**PROBLEM TO WORK ON**: Print the data exactly as it is given, please.

**DATA RECORDS**:
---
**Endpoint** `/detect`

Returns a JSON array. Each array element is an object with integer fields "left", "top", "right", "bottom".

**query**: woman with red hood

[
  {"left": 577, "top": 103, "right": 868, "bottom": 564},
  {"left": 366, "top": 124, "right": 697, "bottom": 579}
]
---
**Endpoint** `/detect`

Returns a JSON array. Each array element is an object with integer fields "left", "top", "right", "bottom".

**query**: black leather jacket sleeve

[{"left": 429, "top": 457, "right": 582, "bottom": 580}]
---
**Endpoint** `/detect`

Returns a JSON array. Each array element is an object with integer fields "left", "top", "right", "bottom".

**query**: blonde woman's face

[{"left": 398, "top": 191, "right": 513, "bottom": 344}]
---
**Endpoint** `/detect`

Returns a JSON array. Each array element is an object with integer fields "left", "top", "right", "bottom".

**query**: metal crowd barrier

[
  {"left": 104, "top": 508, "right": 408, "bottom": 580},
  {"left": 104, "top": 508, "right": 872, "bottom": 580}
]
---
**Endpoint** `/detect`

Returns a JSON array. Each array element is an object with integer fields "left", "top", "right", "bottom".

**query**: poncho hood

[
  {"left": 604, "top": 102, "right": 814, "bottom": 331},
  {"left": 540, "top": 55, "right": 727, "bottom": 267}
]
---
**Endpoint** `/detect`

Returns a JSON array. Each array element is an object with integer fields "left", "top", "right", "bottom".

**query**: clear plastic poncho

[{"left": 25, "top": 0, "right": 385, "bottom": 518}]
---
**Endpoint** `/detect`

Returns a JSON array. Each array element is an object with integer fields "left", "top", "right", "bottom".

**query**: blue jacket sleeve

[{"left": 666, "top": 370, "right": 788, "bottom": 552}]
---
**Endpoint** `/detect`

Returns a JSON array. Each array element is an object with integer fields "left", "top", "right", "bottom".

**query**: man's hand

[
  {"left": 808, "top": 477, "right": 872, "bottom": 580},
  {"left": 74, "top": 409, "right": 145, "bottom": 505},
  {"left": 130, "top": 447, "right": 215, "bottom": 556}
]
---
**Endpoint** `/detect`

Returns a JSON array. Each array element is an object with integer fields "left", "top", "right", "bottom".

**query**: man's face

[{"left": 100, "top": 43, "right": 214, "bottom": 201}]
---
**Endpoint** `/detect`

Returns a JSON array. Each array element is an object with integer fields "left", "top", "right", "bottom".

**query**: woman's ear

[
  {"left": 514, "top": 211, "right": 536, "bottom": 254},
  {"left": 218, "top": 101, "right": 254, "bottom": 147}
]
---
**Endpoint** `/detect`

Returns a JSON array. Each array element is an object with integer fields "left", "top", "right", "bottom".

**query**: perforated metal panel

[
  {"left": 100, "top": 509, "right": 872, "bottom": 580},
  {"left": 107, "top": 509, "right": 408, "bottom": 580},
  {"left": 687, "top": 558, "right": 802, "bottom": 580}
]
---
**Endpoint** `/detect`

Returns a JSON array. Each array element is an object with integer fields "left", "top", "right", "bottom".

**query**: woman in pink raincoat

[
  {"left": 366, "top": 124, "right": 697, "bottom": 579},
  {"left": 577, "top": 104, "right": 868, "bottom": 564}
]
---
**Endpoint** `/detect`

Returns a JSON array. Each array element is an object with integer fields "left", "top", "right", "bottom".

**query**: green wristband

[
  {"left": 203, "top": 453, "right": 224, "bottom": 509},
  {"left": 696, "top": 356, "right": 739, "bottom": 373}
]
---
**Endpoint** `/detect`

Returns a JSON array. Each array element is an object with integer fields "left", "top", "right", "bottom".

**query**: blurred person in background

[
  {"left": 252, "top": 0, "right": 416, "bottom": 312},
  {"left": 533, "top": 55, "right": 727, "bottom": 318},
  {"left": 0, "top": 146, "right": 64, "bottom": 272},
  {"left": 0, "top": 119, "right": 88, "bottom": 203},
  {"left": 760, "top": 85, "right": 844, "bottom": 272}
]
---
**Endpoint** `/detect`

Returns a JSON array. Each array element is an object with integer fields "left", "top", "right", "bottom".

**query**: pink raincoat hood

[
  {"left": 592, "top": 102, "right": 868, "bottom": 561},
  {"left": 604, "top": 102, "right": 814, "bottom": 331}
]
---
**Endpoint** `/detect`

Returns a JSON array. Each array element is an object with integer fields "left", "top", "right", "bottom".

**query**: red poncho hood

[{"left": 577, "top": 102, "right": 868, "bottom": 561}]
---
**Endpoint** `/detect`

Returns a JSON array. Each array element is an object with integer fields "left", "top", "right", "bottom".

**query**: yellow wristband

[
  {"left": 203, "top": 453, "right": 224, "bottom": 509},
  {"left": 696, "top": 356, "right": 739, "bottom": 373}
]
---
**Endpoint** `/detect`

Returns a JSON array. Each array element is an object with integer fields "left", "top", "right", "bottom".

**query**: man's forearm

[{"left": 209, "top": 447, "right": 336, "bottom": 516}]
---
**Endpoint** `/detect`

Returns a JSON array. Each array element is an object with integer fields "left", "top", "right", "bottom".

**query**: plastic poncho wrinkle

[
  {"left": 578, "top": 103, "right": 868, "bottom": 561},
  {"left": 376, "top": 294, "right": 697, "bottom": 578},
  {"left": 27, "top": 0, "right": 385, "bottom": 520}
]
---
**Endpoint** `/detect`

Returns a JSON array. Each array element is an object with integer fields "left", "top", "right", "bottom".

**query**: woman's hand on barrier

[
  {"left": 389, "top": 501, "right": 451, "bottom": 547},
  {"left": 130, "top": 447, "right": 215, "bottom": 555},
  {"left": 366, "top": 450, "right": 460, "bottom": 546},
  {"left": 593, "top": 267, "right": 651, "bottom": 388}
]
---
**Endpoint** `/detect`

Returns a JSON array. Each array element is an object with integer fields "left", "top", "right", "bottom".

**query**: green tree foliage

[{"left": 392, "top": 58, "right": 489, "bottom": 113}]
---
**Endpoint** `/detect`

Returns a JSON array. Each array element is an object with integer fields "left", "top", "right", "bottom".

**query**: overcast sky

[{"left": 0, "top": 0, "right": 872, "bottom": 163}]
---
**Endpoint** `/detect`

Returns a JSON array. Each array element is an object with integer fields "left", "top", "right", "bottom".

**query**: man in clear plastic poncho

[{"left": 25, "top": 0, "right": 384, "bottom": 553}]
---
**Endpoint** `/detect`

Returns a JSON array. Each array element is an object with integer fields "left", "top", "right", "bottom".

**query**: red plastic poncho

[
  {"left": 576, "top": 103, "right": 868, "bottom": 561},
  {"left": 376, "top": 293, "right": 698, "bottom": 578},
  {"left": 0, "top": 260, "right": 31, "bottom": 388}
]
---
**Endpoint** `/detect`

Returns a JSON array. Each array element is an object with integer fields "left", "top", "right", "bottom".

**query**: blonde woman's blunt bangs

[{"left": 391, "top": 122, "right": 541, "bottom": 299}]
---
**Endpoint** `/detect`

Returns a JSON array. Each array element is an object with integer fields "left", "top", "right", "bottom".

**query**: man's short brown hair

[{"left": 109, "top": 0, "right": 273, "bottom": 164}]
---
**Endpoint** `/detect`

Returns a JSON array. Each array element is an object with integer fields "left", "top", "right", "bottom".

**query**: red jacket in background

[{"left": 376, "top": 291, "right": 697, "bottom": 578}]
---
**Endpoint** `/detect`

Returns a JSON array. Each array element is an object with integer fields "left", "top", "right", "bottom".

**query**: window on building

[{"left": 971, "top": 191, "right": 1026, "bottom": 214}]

**RESPONSE FOR THIS EXERCISE**:
---
**Endpoint** `/detect`

Returns a JSON array. Each array element is an object with integer fields "left", "top", "right", "bottom".

**query**: woman with red hood

[
  {"left": 577, "top": 103, "right": 868, "bottom": 564},
  {"left": 366, "top": 124, "right": 697, "bottom": 579}
]
---
**Endpoint** `/detect`

Returns a JSON array. Each array element is an object with integer fields "left", "top", "right", "bottom".

**query**: black leather jacket sleeve

[{"left": 429, "top": 457, "right": 582, "bottom": 580}]
---
**Endpoint** `/detect`

Returns a JSON array. Each array element is an object with integer fields "left", "top", "right", "bottom".

**query**: blonde woman's face

[{"left": 398, "top": 191, "right": 513, "bottom": 344}]
---
**Endpoint** `/detect`

Returns a JSON array. Each array element is an object with integer fields "left", "top", "right", "bottom".

**query**: metal crowd barrier

[
  {"left": 104, "top": 508, "right": 408, "bottom": 580},
  {"left": 104, "top": 508, "right": 872, "bottom": 580}
]
---
**Endpoint** `/detect`

Returns a JSON array. Each array element is an object with integer fields "left", "top", "right", "bottom".

**query**: poncho hood

[
  {"left": 604, "top": 102, "right": 814, "bottom": 331},
  {"left": 540, "top": 55, "right": 727, "bottom": 267}
]
---
**Endpoint** `/detect`

Returns a JSON array. Each array element is an object with integer fields "left", "top", "right", "bottom".

**query**: clear plastic poncho

[{"left": 25, "top": 0, "right": 385, "bottom": 518}]
---
**Endpoint** `/detect`

Returns a JSON array. Each array element is an object with integer fields "left", "top", "right", "bottom".

**query**: blue jacket sleeve

[{"left": 666, "top": 370, "right": 788, "bottom": 552}]
---
**Endpoint** `/detect`

Returns a JSON array. Each array element is an object with integer fields "left", "top", "right", "bottom".

**query**: man's hand

[
  {"left": 808, "top": 477, "right": 872, "bottom": 580},
  {"left": 74, "top": 409, "right": 145, "bottom": 505},
  {"left": 130, "top": 447, "right": 215, "bottom": 556}
]
---
**Endpoint** `/detect`

Returns a JSON array. Each array element is an object with integer fields "left", "top", "right", "bottom".

**query**: man's face

[{"left": 100, "top": 43, "right": 214, "bottom": 201}]
---
**Endpoint** `/detect`

Returns a JSON array. Each array element is an object with integer fields "left", "top", "right", "bottom".

**query**: woman's ear

[
  {"left": 514, "top": 211, "right": 536, "bottom": 254},
  {"left": 218, "top": 101, "right": 254, "bottom": 147}
]
---
**Endpoint** `/detect`

Returns a JSON array. Each array element is an object with integer fields "left", "top", "right", "bottom".

**query**: perforated metal panel

[
  {"left": 100, "top": 509, "right": 872, "bottom": 580},
  {"left": 107, "top": 509, "right": 408, "bottom": 580},
  {"left": 687, "top": 558, "right": 802, "bottom": 580}
]
---
**Endpoint** `/detect`

Returns a JSON array. Each array element is an object with integer fields "left", "top", "right", "bottom".

**query**: woman in pink raincoat

[
  {"left": 366, "top": 124, "right": 697, "bottom": 579},
  {"left": 577, "top": 104, "right": 868, "bottom": 564}
]
---
**Endpoint** `/detect`

Returns a JSON array. Each array element is an object with integer fields "left", "top", "right", "bottom".

**query**: green wristband

[
  {"left": 203, "top": 453, "right": 224, "bottom": 509},
  {"left": 696, "top": 356, "right": 739, "bottom": 373}
]
---
**Endpoint** `/detect`

Returns a JSON array. Each array element is an object with integer fields "left", "top", "right", "bottom".

**query**: blurred person in background

[
  {"left": 252, "top": 0, "right": 416, "bottom": 312},
  {"left": 533, "top": 55, "right": 727, "bottom": 318},
  {"left": 0, "top": 146, "right": 64, "bottom": 272},
  {"left": 0, "top": 119, "right": 88, "bottom": 203},
  {"left": 760, "top": 85, "right": 844, "bottom": 272}
]
---
**Endpoint** `/detect`

Returns a JSON array. Each array element is an object with integer fields "left", "top", "right", "bottom".

**query**: pink raincoat hood

[
  {"left": 592, "top": 102, "right": 868, "bottom": 561},
  {"left": 604, "top": 102, "right": 814, "bottom": 331}
]
---
**Endpoint** `/detect`

Returns a JSON array. Each array element is an object with integer fields "left", "top", "right", "bottom".

**query**: red poncho hood

[{"left": 577, "top": 102, "right": 868, "bottom": 561}]
---
**Endpoint** `/detect`

Returns a JSON array. Each array element is an object with integer fields "left", "top", "right", "bottom".

**query**: yellow wristband

[
  {"left": 203, "top": 453, "right": 224, "bottom": 509},
  {"left": 696, "top": 356, "right": 739, "bottom": 373}
]
---
**Endpoint** `/detect`

Returns a JSON array. Each array element is an object with integer fields "left", "top", "right", "bottom".

**query**: man's forearm

[{"left": 209, "top": 447, "right": 336, "bottom": 516}]
---
**Endpoint** `/detect`

Returns a JSON array. Each array element is an object with integer fields "left", "top", "right", "bottom".

**query**: plastic poncho wrinkle

[
  {"left": 578, "top": 103, "right": 868, "bottom": 561},
  {"left": 376, "top": 294, "right": 697, "bottom": 578},
  {"left": 27, "top": 0, "right": 385, "bottom": 520}
]
---
**Endpoint** `/detect`

Returns a JSON array. Each array element is an object with integer fields "left", "top", "right", "bottom".

**query**: woman's hand on barrier

[
  {"left": 389, "top": 501, "right": 451, "bottom": 547},
  {"left": 130, "top": 447, "right": 215, "bottom": 555},
  {"left": 366, "top": 450, "right": 460, "bottom": 546},
  {"left": 593, "top": 267, "right": 651, "bottom": 388}
]
---
**Endpoint** `/detect`

Returns a JSON array. Each array element is an object with integer fields "left", "top", "right", "bottom".

**query**: green tree foliage

[{"left": 392, "top": 58, "right": 489, "bottom": 113}]
---
**Endpoint** `/detect`

Returns a JSON array. Each array element is an object with integer fields "left", "top", "right", "bottom".

**query**: overcast sky

[{"left": 0, "top": 0, "right": 872, "bottom": 163}]
---
**Endpoint** `/detect`

Returns a JSON array. Each array element is an object with integer fields "left", "top", "right", "bottom".

**query**: man in clear plastic poncho

[{"left": 25, "top": 0, "right": 384, "bottom": 553}]
---
**Endpoint** `/detect`

Returns a JSON array. Each array element is an object with integer fields "left", "top", "right", "bottom".

**query**: red plastic poncho

[
  {"left": 576, "top": 103, "right": 868, "bottom": 561},
  {"left": 376, "top": 293, "right": 698, "bottom": 578},
  {"left": 0, "top": 260, "right": 31, "bottom": 388}
]
---
**Endpoint** `/detect`

Returns a JSON array. Each array element is an object with integer fields "left", "top", "right", "bottom".

**query**: blonde woman's blunt bangs

[{"left": 391, "top": 122, "right": 541, "bottom": 299}]
---
**Endpoint** `/detect`

Returns a JSON array. Each array element is an object with integer fields "left", "top", "right", "bottom".

**query**: man's short brown hair

[{"left": 109, "top": 0, "right": 273, "bottom": 164}]
---
**Endpoint** `/detect`

Returns a JSON array. Each array element is an object with integer fields "left", "top", "right", "bottom".

**query**: red jacket in background

[{"left": 376, "top": 291, "right": 697, "bottom": 578}]
---
**Endpoint** `/detect`

Returns a JSON array. Each array element is an object with integer fields "left", "top", "right", "bottom".

**query**: window on building

[{"left": 971, "top": 191, "right": 1026, "bottom": 214}]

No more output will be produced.